### [Teks yang Diberikan]
Palas

Kamus Besar Bahasa Indonesia (KBBI), Balai Pustaka, 2005, mencantumkan: kro.nik n catatan peristiwa menurut urutan waktu kejadiannya; susunan waktu; yang berhubungan dengan waktu. Sedang Kamus Umum Bahasa Indonesia (KUBI), Balai Pustaka, 2006, menjelaskan: kronik E cerita yang meriwayatkan suatu peristiwa tersusun menurut waktu terjadinya.

Foto-Foto: Internet

Tuesday, September 3, 2013

‘’Bekeng Tako Do’ Itu Ancaman’’


GETAH nangka tercatatnya nama Walikota Kota Kotamobagu (KK), Djelantik Mokodompit (DjM), di Daftar Calon Tetap (DCT) Pemilihan Umum (Pemilu) 2014, terus meluber. Senin (2 September 2013) giliran sejumlah pewarta di Harian Radar Bolmong dikagetkan dengan pesan pendek (short message –SMS) berisi ancaman dari pengirim yang mengaku kerabat DjM.

Wartawan adalah salah satu profesi yang menyerempet-nyerempet risiko, termasuk yang mengancam jiwa. Sekali pun demikian, sebagai manusia biasa, siapa yang tak keder menerima ultimatum akan diburu dan ditikam? Menurut sang pengirim SMS, keluarga DjM keberatan karena telah sepekan terakhir pemberitaan Radar Bolmong menyudutkan DjM. Ditegaskan pula, pemberitaan itu dianggap sebagai upaya mengobok-obok harga diri keluarga.

Mengetahui adanya SMS ancaman itu, reaksi pertama saya adalah kalimat, ‘’Bekeng tako do’ itu ancaman. Dorang pikir cuma dorang yang ada keluarga.’’  Selebihnya, saya terbahak-bahak karena dari pengalaman selama ini, pengirim SMS seperti itu pasti ular beludak yang tak bakal berani memunculkan batang hidungnya.

Di KK marga Mokodompit tidaklah boleh diremehkan. Dari hitungan jiwa, jumlahnya sangat signifikan. Bahkan tetangga di sisi kiri rumah Ayah-Ibu di Jalan Amal, yang sudah menjadi kerabat keluarga kami selama puluhan tahun, juga bermarga Mokodompit. Lebih dari itu, Mokodompit-Mokodompit yang punya reputasi menyegankan, terutama yang bermukim di Gogagoman, bukan hanya saya kenal, tetapi masih family sangat dekat dari sisi Ayah.

### [Bagian Data]
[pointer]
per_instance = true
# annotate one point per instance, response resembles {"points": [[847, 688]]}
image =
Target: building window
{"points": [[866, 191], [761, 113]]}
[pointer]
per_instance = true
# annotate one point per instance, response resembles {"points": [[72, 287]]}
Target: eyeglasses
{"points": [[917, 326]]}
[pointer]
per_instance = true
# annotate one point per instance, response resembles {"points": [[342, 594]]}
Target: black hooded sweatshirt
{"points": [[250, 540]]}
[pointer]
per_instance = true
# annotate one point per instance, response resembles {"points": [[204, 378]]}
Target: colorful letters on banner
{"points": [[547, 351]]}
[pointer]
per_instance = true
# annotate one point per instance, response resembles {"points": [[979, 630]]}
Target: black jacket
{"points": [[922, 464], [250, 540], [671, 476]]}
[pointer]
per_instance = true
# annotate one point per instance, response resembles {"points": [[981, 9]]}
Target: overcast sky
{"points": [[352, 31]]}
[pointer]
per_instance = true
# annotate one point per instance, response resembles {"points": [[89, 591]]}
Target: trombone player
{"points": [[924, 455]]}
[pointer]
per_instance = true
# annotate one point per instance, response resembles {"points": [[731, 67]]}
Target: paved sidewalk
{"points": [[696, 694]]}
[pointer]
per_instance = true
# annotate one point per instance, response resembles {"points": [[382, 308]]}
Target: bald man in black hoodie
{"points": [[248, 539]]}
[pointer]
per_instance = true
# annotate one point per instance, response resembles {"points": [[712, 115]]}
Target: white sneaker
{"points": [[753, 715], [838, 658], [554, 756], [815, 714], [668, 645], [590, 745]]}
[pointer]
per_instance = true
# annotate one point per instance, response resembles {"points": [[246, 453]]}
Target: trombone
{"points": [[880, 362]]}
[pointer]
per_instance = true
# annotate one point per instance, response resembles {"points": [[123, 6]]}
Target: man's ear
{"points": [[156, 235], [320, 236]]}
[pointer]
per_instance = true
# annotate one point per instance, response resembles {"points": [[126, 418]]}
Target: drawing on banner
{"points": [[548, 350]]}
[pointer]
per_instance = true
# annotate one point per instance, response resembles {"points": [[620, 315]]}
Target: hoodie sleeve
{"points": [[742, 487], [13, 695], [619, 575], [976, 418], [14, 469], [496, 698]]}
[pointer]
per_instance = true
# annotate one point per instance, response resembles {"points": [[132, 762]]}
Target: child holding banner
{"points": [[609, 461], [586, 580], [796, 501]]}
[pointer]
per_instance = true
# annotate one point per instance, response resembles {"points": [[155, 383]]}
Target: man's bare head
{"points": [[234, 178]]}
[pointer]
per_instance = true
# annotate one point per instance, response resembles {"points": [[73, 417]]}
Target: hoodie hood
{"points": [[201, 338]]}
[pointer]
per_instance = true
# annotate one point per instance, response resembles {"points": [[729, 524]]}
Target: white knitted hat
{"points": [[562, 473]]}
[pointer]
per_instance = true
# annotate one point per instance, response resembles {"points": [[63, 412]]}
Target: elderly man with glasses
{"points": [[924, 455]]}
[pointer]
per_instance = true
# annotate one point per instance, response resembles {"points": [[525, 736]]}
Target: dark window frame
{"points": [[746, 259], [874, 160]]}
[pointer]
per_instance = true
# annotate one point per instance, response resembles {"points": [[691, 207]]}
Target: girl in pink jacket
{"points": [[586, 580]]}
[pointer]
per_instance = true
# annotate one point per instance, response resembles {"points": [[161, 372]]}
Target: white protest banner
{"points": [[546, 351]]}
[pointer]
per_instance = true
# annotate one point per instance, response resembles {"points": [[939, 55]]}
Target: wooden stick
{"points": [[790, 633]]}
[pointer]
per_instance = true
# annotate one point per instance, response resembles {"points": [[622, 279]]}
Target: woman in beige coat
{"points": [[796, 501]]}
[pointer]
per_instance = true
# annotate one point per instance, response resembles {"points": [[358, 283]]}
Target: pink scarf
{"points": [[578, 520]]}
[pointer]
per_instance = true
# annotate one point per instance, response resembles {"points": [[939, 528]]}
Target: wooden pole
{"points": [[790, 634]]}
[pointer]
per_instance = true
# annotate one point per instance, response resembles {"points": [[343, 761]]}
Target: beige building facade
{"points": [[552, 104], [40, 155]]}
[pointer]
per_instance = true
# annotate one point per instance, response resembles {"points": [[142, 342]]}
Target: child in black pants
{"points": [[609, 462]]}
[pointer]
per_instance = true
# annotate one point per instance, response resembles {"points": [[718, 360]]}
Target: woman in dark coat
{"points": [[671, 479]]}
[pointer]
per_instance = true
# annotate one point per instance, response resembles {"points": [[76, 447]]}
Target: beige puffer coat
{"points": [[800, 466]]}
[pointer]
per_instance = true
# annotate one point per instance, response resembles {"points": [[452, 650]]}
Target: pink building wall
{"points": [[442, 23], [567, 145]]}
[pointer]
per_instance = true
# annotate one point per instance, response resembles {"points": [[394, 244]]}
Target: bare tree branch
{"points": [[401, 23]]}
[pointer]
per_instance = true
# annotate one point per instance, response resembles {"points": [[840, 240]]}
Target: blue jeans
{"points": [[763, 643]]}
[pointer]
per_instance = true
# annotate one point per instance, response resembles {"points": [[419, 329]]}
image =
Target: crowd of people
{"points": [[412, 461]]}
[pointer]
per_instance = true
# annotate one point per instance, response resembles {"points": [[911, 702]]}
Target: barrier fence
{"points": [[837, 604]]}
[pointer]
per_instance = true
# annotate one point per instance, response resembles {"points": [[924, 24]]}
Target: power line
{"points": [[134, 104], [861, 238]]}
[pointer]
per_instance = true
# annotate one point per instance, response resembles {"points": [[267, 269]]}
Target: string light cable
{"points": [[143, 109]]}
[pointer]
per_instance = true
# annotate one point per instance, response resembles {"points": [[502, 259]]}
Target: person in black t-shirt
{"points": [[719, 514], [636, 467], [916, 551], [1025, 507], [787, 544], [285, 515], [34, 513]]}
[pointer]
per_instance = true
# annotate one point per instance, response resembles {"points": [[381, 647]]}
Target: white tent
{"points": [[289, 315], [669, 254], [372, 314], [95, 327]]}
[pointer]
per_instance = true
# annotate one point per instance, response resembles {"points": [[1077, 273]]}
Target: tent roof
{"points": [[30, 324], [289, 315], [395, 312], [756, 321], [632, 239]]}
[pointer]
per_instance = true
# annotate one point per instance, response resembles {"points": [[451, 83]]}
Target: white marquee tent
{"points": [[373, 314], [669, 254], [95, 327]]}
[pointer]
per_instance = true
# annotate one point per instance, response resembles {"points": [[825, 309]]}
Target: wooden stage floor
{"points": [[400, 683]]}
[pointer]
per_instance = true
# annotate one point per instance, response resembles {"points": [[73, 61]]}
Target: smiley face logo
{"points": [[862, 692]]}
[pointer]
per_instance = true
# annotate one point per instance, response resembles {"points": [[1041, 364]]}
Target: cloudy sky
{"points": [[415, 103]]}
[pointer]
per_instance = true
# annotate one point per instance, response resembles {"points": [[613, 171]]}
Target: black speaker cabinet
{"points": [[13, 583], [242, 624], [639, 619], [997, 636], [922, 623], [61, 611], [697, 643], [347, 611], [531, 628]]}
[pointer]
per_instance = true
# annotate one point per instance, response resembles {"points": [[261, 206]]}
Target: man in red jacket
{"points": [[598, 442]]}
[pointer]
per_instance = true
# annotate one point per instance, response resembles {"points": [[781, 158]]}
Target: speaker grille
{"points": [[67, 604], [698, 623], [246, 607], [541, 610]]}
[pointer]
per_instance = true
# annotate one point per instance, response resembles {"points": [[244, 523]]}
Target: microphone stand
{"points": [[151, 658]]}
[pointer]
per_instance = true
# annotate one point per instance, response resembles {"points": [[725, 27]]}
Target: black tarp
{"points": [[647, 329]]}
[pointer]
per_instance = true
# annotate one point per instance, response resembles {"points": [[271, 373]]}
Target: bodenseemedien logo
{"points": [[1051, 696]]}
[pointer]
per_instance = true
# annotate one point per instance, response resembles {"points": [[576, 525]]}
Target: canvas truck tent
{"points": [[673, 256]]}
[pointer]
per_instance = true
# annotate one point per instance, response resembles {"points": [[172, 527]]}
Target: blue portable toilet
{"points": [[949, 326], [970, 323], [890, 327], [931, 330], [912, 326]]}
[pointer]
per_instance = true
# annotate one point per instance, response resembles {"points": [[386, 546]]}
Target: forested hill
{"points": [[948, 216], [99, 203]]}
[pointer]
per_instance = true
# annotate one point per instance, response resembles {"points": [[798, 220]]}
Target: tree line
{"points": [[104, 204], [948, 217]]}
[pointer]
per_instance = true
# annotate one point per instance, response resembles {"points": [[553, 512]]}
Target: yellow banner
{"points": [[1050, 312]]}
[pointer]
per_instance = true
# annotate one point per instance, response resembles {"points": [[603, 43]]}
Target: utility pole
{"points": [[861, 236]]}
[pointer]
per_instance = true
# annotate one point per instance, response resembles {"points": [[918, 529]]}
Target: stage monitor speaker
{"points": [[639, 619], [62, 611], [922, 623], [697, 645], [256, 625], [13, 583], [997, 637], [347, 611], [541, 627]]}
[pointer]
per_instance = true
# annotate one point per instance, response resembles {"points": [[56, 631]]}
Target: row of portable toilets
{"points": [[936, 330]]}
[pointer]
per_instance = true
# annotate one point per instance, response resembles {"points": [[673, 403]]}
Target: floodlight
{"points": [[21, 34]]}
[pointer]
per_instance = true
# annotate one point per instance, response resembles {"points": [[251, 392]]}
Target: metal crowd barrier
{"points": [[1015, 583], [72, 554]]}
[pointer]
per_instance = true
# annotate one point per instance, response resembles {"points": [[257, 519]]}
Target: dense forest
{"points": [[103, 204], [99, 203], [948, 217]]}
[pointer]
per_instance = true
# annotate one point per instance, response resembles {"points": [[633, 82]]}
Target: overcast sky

### [Kerjakan Tugas Berikut]
1. Menurut teks yang diberikan, pada hari dan tanggal berapa sejumlah pewarta Harian Radar Bolmong menerima SMS berisi ancaman?
2. Tuliskan ulang dari teks yang diberikan bagian yang diawali kata-kata "Tuesday, September 3, 2013" dan diakhiri kata-kata "harga diri keluarga.".
3. Berdasarkan teks yang diberikan, mengapa penulis tertawa terbahak-bahak setelah mengetahui adanya SMS ancaman itu?

### [Hasil per Tugas]
1. Pada hari Senin, 2 September 2013.

2.
Tuesday, September 3, 2013

‘’Bekeng Tako Do’ Itu Ancaman’’


GETAH nangka tercatatnya nama Walikota Kota Kotamobagu (KK), Djelantik Mokodompit (DjM), di Daftar Calon Tetap (DCT) Pemilihan Umum (Pemilu) 2014, terus meluber. Senin (2 September 2013) giliran sejumlah pewarta di Harian Radar Bolmong dikagetkan dengan pesan pendek (short message –SMS) berisi ancaman dari pengirim yang mengaku kerabat DjM.

Wartawan adalah salah satu profesi yang menyerempet-nyerempet risiko, termasuk yang mengancam jiwa. Sekali pun demikian, sebagai manusia biasa, siapa yang tak keder menerima ultimatum akan diburu dan ditikam? Menurut sang pengirim SMS, keluarga DjM keberatan karena telah sepekan terakhir pemberitaan Radar Bolmong menyudutkan DjM. Ditegaskan pula, pemberitaan itu dianggap sebagai upaya mengobok-obok harga diri keluarga.

3. Dari pengalaman selama ini, penulis yakin pengirim SMS seperti itu pasti ular beludak. Pengirim semacam itu tidak akan berani memunculkan batang hidungnya.